### TASK OBJECTIVE
Can you reproduce every one of these items word for word, leaving the pictures out?

(Data records)
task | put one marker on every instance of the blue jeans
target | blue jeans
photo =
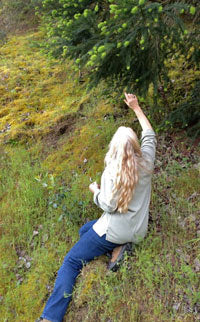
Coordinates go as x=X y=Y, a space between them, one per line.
x=89 y=246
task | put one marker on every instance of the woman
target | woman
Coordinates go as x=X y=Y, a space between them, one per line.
x=124 y=197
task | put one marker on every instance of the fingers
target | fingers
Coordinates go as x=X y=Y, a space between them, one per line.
x=129 y=96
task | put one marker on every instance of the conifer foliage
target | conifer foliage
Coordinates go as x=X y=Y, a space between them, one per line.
x=125 y=41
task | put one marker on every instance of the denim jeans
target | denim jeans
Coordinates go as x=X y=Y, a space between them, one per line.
x=89 y=246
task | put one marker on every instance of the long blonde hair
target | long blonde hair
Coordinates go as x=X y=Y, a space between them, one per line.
x=124 y=157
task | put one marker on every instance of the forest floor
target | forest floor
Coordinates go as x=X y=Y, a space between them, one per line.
x=53 y=138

### PROBLEM SOLUTION
task | put one marker on every instance of the blue jeans
target | blue jeans
photo =
Coordinates go as x=X y=Y, a space between them, one per line.
x=89 y=246
task | put one marker on every instance of the woman
target | woman
Coordinates go as x=X y=Y, a space between them, one per line.
x=124 y=197
task | put one marker on every instance of the fingers
target | fingers
Coordinates go as x=X y=Y, a space between them, one per line.
x=129 y=96
task | put one marker on every instance of the conifer foliage
target | conifer foliage
Coordinates go as x=X y=Y, a space between them, one per line.
x=125 y=41
task | put one marker on every instance of the denim jeans
target | denim jeans
Coordinates go as x=X y=Y, a space between them, one per line.
x=89 y=246
task | put one marker on every instance of the long blonde hair
target | long blonde hair
Coordinates go as x=X y=Y, a space between them, one per line.
x=124 y=157
task | put one marker on every instance of the forest floor
target | forest floor
Coordinates go as x=X y=Y, a space between them, one per line.
x=53 y=138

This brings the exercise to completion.